*** Supplied text Section Begins ***
Key architectural elements—such as deep, shared transformer integration of all modalities—yield improved cross-modal alignment, notably for complex multi-modal queries (e.g., long captions, VATEX, YouCook2). Native audio modeling without cascaded ASR preserves prosodic and acoustic features, resulting in a +3.6 mrr@10 increase on MSEB retrieval.
5. Generalization and Zero-Shot Domain Evaluation
Gemini Embedding 2 exhibits reliable zero-shot transfer in specialized domains, as measured on distinct datasets:
| Model | MicroVQA | ArtCap | AstroLLaVA | Recipe1M Ingredients | Recipe1M Instructions |
|---|---|---|---|---|---|
| CLIP Base | 34.1 | 34.1 | 21.2 | 64.6 | 61.1 |
| CLIP Large | 46.7 | 52.2 | 31.6 | 76.0 | 75.6 |
| ALIGN Base | 48.1 | 49.2 | 18.4 | 70.3 | 70.8 |
| TIPS Giant | 20.0 | 65.2 | 10.1 | 66.0 | 65.6 |
| Voyage-3.5 | 53.3 | 48.7 | 30.3 | – | – |
| Gemini Embedding 2 | 79.3 | 67.7 | 64.4 | 90.2 | 92.1 |
On MicroVQA (microscopy) and AstroLLaVA (astronomy), Gemini Embedding 2 achieves more than double the recall@5 compared to prior models, attributable to unified multimodal reasoning (e.g., layout and text in scientific images). High recall (90%+) on Recipe1M for both ingredients and instructions highlights the model's fine-grained visual–textual alignment and low performance variance across disparate fields.
*** Supplied text Section Ends ***
## Exercise goal
Can you carry on the passage about Gemini Embedding 2's zero-shot domain evaluation from its last sentence, writing what comes next?
*** Entries provided Section Begins ***
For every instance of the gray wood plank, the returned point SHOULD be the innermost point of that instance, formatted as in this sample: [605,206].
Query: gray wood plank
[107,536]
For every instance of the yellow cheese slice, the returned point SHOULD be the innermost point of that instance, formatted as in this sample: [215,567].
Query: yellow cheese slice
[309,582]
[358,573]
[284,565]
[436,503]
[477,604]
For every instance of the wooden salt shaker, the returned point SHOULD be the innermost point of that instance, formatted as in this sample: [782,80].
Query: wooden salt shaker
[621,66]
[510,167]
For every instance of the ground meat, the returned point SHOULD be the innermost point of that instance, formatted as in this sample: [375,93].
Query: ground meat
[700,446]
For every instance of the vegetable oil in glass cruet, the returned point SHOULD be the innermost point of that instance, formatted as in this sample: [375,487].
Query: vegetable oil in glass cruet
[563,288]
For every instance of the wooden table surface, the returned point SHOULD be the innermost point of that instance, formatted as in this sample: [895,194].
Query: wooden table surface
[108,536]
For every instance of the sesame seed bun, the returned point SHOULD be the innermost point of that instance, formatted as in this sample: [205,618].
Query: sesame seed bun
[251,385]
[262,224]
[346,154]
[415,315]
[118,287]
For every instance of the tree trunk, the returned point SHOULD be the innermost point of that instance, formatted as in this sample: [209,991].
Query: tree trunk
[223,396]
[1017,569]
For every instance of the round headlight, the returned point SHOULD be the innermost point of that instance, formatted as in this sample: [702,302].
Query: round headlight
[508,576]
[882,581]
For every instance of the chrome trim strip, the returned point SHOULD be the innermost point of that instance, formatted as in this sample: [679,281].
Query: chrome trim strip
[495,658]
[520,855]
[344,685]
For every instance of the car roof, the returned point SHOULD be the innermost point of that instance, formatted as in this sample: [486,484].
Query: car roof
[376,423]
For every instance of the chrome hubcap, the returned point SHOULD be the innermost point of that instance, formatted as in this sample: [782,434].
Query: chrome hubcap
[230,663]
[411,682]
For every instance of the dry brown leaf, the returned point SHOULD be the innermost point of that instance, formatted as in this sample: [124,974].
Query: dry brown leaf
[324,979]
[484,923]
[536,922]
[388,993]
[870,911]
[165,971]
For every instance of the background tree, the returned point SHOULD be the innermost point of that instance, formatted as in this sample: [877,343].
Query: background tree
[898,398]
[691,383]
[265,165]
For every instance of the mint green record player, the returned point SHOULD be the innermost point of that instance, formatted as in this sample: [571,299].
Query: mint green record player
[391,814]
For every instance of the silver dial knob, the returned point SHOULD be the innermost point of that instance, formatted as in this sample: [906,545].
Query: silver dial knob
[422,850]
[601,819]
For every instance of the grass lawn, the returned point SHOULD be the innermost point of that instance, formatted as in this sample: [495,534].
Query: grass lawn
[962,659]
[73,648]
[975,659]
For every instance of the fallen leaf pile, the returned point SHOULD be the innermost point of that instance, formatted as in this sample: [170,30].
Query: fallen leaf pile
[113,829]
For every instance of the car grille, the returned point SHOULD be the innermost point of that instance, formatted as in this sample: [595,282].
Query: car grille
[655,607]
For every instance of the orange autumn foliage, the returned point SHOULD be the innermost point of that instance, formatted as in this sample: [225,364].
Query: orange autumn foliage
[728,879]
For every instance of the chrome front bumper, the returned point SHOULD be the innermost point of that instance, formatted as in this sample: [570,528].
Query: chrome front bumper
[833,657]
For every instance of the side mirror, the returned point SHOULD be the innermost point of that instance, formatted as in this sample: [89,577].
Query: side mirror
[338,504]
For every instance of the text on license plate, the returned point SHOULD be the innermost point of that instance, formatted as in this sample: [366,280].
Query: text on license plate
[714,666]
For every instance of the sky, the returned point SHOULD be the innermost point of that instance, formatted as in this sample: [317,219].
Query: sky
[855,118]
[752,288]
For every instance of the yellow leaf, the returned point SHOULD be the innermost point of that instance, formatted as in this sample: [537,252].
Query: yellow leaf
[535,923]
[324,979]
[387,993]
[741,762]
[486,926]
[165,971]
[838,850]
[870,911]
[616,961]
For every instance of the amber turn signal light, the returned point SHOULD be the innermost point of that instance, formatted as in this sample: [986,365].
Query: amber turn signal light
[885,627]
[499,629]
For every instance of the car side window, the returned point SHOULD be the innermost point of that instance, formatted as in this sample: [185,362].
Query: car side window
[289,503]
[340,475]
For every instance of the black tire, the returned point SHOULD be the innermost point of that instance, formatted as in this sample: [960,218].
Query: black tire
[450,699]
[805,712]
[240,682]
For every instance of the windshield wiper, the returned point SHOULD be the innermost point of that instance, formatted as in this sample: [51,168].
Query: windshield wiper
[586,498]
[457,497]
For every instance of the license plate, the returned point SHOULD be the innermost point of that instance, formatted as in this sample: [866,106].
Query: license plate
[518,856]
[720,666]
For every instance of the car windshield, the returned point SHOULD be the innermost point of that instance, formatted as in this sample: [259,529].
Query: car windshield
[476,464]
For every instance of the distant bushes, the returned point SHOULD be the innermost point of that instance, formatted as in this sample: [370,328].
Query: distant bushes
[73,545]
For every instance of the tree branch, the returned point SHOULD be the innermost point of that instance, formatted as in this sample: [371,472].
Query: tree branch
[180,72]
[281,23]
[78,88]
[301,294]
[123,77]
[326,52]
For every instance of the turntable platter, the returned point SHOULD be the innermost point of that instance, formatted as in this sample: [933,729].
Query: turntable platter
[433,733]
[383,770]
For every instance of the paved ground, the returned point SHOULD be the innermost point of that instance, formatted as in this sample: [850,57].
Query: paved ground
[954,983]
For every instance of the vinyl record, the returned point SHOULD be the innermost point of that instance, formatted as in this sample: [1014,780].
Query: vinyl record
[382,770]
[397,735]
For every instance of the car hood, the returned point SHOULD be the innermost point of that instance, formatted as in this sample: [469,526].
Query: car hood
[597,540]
*** Entries provided Section Ends ***
## Answer space
6. Principal Applications
Gemini Embedding 2 is intended as a foundation for varied downstream applications:
- Retrieval-Augmented Generation (RAG): Enables indexing and retrieval over text, figures, PDFs, and slides. Multimodal embedding supports direct search with text/image queries and eliminates the need for separate OCR or captioning.
- Recommendation: Unified embeddings for items such as videos, podcasts, and multimodal recipes allow cross-modal similarity-based recommendation; signals from all modalities are fused in scoring.
- Semantic Search: Provides a single-model solution for vector search across text, documents, slides, recorded calls, user-generated images, and more. Queries in any modality retrieve relevant multimodal results, and embeddings are served via vector databases including FAISS.
7. Limitations and Prospects for Further Development
Identified limitations include the storage and maintenance burden introduced by the model soup procedure and the remaining potential for incremental improvement via light in-domain fine-tuning. Compute demands for real-time, high-FPS video/audio indexing persist.
Future avenues for research include:
- Integration of ranking/data signals (e.g., click-through, dwell time) to optimize retrieval quality end-to-end.
- Joint fine-tuning of the embedding model and LLM-based generators for agentic, closed-loop RAG scenarios.
- Expanded evaluations with complex interleaved and conversational multimodal queries.
- Further optimization of inference latency, particularly for on-device and multi-modal settings.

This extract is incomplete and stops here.